### Excerpted text ###
Re: [WikimediaMobile] Similar articles feature performance in CirrusSearch for apps and mobile web

Jon Katz Thu, 18 Feb 2016 16:00:59 -0800

Hi,
Can someone on this list point me to where the more-like code sits? Or
better, yet would be someone documenting the rules that govern
prioritization of suggestions.


I would like to document the logic for our communities so that we can have
an open discussion about what variables and weighting we should use to
suggest articles.
-J

On Mon, Feb 15, 2016 at 11:26 AM, Dmitry Brant <dbr...@wikimedia.org> wrote:

> Just a quick note that our latest production release (just published)
> contains this A/B test, in addition to the other updates.
> Looking forward to seeing the numbers from this!
>
> -Dmitry
>
>
> On Sun, Jan 31, 2016 at 9:35 PM, Dmitry Brant <dbr...@wikimedia.org>
> wrote:
>
>> Roger that! I think we could squeeze it in -- the change would be pretty
>> straightforward. We'll be able to release a Beta with this A/B test in
>> short order, but it will probably be a couple weeks until our next
>> production release. I hope that's all right.
>>
>>
>> On Sat, Jan 30, 2016 at 1:02 PM, Gabriel Wicke <gwi...@wikimedia.org>
>> wrote:
>>
>>> We are also happy to add cached entry points for high-traffic end
>>> points in the REST API. I commented to that effect at
>>> https://phabricator.wikimedia.org/T124216#1984206. Let us know if you
>>> think this would be useful for this use case.
>>>
>>> On Sat, Jan 30, 2016 at 8:11 AM, Adam Baso <ab...@wikimedia.org> wrote:
>>> > Okay. As per https://phabricator.wikimedia.org/T124225#1984080 I
>>> think if
>>> > we're doing near term experimentation with a controlled A/B test the
>>> Android
>>> > app is the only logical place to start. Dmitry, can that work for you?
>>> It's
>>> > not required, but I think it would be neat to see if we can move the
>>> needle
>>> > even more. Of course your quarterly goals take top priority...but what
>>> do
>>> > you think?
>>> >
>>> > On Sat, Jan 23, 2016 at 5:58 AM, Adam Baso <ab...@wikimedia.org>
>>> wrote:
>>> >>
>>> >> Hey all, am planning to look at Phabricator tasks and provide a reply
>>> >> during the upcoming weekdays. Just wanted to acknowledge I saw your
>>> replies!
### Given records ###
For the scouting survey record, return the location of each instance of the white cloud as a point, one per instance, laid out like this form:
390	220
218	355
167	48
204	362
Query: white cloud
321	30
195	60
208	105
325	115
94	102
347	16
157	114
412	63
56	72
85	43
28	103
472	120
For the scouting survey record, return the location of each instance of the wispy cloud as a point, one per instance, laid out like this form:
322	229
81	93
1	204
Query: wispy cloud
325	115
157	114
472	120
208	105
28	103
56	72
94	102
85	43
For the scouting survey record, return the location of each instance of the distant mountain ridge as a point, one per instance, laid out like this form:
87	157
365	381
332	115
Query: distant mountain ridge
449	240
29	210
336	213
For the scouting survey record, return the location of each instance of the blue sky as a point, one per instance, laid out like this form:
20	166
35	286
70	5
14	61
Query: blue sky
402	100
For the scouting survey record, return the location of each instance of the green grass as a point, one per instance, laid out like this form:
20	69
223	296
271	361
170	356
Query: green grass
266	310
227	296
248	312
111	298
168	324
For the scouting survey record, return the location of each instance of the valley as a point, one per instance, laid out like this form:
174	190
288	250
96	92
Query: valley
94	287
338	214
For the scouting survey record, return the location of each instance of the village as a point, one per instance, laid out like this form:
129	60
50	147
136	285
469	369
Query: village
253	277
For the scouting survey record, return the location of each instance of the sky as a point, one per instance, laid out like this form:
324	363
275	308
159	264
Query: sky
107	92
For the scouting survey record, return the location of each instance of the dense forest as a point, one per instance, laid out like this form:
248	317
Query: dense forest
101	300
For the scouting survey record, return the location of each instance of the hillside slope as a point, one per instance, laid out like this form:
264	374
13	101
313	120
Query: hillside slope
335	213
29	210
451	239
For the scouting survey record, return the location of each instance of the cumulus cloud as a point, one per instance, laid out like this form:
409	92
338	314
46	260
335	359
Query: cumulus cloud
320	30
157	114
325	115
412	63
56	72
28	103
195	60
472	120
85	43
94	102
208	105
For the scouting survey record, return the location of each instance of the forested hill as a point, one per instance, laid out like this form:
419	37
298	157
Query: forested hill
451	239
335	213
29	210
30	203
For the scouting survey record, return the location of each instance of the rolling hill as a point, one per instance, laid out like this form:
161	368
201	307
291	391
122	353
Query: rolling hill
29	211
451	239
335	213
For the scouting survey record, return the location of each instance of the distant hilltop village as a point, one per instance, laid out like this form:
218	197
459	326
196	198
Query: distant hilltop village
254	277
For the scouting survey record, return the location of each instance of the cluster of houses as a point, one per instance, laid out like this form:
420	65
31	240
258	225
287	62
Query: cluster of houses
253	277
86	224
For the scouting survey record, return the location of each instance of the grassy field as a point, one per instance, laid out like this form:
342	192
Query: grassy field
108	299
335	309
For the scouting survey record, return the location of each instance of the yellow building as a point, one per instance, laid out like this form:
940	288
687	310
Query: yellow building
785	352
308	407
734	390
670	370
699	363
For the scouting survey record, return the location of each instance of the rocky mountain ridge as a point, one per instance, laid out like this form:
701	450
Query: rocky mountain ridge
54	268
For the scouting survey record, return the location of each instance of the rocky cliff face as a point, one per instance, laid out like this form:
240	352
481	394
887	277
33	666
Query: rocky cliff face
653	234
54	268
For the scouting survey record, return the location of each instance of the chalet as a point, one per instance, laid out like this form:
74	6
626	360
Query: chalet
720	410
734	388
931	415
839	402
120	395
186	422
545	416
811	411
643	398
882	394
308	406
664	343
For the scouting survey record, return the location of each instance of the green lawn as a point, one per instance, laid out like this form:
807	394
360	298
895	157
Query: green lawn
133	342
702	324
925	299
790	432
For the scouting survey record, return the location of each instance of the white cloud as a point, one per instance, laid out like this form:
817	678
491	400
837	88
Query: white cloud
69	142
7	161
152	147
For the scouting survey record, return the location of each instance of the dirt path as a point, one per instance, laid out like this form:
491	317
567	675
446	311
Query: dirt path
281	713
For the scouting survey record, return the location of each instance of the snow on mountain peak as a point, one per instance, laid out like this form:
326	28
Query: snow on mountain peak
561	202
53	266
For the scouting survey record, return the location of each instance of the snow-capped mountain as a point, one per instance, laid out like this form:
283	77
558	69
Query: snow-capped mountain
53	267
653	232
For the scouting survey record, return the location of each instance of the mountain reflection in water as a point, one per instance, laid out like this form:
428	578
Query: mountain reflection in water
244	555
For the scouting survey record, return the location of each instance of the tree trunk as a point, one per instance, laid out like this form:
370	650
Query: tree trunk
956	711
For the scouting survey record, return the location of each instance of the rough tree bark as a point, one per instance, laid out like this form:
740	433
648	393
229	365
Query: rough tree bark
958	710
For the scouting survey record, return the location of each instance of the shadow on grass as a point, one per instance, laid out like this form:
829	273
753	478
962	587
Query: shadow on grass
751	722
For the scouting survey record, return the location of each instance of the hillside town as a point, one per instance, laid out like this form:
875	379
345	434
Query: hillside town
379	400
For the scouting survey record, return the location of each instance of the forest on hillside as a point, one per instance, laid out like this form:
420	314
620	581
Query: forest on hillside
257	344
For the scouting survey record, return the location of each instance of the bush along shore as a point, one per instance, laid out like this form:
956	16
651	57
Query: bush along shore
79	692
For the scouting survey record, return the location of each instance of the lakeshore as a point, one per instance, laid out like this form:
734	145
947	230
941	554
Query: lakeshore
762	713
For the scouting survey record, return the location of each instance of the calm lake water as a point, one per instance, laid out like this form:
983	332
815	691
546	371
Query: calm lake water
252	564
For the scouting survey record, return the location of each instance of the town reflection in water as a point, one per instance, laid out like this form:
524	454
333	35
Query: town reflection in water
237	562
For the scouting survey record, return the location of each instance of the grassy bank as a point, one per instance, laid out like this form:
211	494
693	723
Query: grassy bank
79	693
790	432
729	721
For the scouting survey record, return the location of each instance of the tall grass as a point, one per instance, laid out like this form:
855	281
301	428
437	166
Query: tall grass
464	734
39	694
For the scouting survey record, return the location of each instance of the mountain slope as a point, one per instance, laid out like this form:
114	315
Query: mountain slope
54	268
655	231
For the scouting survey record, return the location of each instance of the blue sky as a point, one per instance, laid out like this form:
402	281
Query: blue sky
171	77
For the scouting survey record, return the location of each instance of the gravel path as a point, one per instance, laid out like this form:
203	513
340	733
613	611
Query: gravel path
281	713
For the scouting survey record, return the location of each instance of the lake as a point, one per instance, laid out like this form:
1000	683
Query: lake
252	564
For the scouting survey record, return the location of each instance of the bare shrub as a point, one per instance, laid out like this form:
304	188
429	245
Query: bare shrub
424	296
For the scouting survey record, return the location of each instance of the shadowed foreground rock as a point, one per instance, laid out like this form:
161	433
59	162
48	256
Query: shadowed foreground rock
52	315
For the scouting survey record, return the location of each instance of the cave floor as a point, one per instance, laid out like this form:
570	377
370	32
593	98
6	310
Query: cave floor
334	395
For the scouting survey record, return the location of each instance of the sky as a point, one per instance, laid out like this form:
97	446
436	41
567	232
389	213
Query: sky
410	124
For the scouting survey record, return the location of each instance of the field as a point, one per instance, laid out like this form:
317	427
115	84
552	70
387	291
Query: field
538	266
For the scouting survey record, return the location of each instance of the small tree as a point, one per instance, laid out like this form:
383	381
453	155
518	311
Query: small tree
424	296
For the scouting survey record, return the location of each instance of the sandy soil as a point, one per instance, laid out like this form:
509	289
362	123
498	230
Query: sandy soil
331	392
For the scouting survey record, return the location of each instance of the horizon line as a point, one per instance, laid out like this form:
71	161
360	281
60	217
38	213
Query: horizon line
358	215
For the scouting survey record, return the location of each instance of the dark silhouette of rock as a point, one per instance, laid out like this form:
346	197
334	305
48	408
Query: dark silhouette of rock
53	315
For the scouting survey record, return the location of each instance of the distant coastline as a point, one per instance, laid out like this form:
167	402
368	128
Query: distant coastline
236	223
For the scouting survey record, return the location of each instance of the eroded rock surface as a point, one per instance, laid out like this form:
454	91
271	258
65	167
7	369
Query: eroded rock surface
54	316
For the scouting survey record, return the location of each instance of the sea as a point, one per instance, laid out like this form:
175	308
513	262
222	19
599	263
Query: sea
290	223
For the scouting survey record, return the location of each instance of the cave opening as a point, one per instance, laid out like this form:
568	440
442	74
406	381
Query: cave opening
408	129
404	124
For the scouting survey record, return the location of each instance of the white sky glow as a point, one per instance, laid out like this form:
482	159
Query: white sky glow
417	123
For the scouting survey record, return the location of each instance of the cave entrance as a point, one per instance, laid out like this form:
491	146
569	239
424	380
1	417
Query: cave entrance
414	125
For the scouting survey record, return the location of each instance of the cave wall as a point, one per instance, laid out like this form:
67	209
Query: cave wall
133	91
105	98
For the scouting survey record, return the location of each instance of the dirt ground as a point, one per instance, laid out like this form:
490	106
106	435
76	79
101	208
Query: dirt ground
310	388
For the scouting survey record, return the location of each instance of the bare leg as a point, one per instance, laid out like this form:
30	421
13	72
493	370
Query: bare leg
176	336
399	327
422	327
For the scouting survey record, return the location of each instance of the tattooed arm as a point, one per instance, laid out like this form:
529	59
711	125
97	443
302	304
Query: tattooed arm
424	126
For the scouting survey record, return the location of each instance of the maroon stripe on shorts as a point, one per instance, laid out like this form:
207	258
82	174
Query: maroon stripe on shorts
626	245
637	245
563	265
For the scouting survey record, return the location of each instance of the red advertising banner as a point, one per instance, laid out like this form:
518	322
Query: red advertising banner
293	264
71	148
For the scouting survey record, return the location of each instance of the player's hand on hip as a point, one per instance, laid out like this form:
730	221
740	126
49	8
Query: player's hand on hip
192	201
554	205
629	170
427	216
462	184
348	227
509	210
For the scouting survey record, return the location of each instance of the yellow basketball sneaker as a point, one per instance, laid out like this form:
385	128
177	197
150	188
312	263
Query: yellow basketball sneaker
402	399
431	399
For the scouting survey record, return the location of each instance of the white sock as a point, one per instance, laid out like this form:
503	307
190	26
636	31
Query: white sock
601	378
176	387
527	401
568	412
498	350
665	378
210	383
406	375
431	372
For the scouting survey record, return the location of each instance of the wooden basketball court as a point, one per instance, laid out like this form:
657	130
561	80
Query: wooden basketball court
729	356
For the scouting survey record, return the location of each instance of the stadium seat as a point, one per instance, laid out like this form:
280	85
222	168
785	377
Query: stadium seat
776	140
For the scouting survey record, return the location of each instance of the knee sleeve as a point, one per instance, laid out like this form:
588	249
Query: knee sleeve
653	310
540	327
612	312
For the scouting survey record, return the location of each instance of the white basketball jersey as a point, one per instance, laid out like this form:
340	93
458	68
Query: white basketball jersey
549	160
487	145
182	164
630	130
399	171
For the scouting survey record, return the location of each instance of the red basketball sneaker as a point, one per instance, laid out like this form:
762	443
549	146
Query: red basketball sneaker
###
> [Problem A]:
Name every person shown as the writer of a message in the mailing-list thread.
> [Problem B]:
Update the stretch of the mailing-list thread from "I would like" through "release (just published)", with "communities" replaced by "editors".
The listing stands apart from the thread and is separate material.

> [Full output A]:
Jon Katz, Dmitry Brant, Gabriel Wicke, Adam Baso

> [Full output B]:
I would like to document the logic for our editors so that we can have
an open discussion about what variables and weighting we should use to
suggest articles.
-J

On Mon, Feb 15, 2016 at 11:26 AM, Dmitry Brant <dbr...@wikimedia.org> wrote:

> Just a quick note that our latest production release (just published)